TASK ITEM: Nothing outside the range is wanted. Repeat exactly the lines below from the one with "x=493 y=259" through the one with "x=397 y=371".

◆ ◆ ◆

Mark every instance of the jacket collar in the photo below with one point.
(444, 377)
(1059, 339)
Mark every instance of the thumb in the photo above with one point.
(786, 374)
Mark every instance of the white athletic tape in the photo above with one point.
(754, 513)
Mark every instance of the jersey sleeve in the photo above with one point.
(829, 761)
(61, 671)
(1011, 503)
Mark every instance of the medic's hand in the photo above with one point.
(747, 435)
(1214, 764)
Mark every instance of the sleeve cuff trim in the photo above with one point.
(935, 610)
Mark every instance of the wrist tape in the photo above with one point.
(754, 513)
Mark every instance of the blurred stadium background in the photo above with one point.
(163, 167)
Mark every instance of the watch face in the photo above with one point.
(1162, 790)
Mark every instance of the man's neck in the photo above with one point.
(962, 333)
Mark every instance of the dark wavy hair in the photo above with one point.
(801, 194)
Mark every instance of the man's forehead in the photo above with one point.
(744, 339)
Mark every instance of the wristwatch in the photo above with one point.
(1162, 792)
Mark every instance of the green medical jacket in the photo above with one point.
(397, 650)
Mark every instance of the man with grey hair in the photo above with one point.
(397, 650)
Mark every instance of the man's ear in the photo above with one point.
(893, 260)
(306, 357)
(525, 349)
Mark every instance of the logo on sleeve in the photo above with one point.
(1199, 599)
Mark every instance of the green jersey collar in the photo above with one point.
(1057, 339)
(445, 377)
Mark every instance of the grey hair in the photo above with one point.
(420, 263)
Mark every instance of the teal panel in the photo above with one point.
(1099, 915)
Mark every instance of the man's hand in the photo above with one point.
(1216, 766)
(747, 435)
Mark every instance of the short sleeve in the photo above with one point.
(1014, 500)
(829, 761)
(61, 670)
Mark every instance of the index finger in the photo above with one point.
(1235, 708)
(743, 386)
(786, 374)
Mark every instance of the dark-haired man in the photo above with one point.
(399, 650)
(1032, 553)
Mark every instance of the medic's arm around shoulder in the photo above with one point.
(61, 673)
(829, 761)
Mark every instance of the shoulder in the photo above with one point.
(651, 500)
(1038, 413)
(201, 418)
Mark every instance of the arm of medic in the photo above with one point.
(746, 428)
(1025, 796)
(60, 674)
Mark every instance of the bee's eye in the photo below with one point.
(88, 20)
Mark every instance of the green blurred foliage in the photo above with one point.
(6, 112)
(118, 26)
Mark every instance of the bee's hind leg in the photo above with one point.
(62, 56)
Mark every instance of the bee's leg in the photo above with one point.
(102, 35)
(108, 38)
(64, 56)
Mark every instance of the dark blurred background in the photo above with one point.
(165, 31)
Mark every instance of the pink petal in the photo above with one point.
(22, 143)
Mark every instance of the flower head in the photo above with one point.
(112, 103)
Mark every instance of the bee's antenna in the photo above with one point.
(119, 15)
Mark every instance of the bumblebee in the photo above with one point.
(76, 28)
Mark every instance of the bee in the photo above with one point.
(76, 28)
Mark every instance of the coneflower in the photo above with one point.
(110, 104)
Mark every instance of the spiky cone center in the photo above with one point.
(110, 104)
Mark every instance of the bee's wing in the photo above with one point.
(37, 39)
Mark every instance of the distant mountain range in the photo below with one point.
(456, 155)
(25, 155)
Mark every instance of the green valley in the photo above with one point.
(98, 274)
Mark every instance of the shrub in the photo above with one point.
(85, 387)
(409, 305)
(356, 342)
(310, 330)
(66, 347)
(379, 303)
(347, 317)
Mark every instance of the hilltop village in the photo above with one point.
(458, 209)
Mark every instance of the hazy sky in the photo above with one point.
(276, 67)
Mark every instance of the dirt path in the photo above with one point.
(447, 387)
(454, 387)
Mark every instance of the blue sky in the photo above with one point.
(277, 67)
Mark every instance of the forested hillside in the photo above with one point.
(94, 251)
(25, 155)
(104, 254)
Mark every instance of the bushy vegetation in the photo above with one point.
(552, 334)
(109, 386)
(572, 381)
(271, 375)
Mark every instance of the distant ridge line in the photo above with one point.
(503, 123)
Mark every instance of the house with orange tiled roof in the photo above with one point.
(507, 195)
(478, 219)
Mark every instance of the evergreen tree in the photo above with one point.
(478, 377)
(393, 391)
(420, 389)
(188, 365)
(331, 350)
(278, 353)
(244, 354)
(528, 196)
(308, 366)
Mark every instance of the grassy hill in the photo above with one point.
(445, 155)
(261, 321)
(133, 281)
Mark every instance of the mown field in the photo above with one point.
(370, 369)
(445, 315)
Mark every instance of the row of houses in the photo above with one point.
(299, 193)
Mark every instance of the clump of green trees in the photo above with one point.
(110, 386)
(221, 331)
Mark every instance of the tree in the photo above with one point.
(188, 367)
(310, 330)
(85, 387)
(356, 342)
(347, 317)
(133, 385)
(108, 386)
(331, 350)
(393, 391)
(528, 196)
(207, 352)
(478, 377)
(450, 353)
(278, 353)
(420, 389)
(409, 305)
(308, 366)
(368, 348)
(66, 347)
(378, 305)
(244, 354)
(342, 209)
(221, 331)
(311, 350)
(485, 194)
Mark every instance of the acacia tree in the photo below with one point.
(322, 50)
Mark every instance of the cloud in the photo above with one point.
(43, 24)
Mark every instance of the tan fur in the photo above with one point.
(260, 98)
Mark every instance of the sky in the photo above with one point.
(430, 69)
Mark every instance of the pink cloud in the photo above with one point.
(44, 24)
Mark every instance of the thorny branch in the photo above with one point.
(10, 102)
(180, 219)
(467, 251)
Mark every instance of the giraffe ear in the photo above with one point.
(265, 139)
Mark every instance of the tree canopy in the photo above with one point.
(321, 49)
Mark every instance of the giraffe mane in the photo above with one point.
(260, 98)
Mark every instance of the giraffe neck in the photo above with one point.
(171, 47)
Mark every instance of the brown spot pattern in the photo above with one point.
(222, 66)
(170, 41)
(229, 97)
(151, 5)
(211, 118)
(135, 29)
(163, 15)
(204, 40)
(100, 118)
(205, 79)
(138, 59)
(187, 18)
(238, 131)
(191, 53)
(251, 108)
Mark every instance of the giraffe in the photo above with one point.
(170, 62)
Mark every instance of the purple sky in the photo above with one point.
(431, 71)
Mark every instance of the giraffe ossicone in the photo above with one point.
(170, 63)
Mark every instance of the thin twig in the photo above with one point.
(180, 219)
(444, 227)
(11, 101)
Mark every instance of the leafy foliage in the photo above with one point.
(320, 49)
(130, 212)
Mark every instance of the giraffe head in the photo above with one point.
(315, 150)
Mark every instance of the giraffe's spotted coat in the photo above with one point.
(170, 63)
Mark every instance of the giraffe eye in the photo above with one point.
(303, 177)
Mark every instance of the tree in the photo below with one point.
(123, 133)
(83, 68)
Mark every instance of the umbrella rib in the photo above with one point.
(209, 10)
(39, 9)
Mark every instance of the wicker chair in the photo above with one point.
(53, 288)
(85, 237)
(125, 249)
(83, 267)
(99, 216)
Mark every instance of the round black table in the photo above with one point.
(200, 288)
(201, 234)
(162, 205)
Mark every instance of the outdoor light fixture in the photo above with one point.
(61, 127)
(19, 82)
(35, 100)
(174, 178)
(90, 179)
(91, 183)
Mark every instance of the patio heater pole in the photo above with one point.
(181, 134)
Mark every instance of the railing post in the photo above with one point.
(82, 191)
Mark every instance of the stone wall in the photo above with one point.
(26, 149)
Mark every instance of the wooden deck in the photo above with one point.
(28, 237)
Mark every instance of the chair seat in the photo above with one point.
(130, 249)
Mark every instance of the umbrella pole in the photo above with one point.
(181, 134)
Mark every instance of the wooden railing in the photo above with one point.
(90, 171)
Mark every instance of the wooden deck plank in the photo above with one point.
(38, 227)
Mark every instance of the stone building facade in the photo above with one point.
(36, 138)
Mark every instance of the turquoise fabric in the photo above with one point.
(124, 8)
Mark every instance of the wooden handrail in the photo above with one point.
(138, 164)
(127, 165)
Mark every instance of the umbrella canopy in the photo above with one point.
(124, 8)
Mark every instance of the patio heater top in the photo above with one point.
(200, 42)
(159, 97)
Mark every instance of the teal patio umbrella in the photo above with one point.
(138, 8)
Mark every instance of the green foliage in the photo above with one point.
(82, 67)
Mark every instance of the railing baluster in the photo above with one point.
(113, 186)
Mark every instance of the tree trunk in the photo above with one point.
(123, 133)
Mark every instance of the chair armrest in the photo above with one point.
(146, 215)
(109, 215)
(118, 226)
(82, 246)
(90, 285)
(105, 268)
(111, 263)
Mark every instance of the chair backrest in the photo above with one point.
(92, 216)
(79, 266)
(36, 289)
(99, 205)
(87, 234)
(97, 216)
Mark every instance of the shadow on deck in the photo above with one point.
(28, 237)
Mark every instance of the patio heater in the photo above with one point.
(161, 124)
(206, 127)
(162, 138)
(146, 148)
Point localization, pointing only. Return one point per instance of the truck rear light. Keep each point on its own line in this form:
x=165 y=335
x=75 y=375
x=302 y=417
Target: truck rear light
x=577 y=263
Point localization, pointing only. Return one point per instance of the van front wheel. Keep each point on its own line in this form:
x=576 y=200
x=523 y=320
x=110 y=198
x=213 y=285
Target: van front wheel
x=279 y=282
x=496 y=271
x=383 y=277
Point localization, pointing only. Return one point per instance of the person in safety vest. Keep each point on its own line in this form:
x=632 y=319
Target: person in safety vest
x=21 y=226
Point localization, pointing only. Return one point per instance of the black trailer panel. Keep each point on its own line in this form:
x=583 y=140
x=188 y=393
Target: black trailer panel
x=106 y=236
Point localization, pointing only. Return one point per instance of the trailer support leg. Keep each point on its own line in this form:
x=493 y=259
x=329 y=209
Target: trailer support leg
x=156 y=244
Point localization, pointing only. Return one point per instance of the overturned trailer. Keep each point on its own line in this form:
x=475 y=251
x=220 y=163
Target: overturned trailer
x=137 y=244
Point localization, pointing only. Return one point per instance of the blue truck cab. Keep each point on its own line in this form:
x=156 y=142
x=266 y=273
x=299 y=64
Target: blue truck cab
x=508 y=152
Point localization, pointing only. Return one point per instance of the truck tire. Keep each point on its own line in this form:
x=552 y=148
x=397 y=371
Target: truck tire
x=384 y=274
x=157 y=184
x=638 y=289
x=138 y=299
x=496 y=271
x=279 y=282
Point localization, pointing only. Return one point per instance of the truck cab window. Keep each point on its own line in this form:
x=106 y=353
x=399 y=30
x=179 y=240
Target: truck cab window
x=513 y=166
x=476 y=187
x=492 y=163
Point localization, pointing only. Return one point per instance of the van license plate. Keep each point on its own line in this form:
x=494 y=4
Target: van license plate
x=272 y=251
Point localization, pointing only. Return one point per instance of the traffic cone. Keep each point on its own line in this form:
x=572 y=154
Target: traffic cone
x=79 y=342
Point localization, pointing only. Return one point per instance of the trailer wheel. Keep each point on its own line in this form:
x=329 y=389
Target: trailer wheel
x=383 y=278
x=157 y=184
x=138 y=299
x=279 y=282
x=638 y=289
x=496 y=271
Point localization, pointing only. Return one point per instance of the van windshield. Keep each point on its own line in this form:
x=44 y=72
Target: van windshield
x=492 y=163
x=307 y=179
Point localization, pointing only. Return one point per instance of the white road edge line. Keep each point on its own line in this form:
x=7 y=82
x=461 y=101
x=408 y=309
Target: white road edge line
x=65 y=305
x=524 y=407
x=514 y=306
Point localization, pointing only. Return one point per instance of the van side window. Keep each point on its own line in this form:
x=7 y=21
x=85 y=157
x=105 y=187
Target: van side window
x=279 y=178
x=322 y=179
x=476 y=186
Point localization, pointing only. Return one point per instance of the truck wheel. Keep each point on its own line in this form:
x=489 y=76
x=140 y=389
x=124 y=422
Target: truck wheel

◆ ◆ ◆

REPLY:
x=493 y=259
x=329 y=209
Target: trailer support leg
x=156 y=244
Point localization, pointing only. Return one point per instance of the overturned trailer. Keep each point on its own line in this form:
x=475 y=251
x=220 y=163
Target: overturned trailer
x=137 y=244
Point localization, pointing only. Return one point per instance of the blue truck cab. Keep each point on its own line in this form:
x=156 y=142
x=266 y=273
x=299 y=64
Target: blue truck cab
x=508 y=152
Point localization, pointing only. Return one point per instance of the truck tire. Keep each point on its own line in this form:
x=552 y=148
x=397 y=371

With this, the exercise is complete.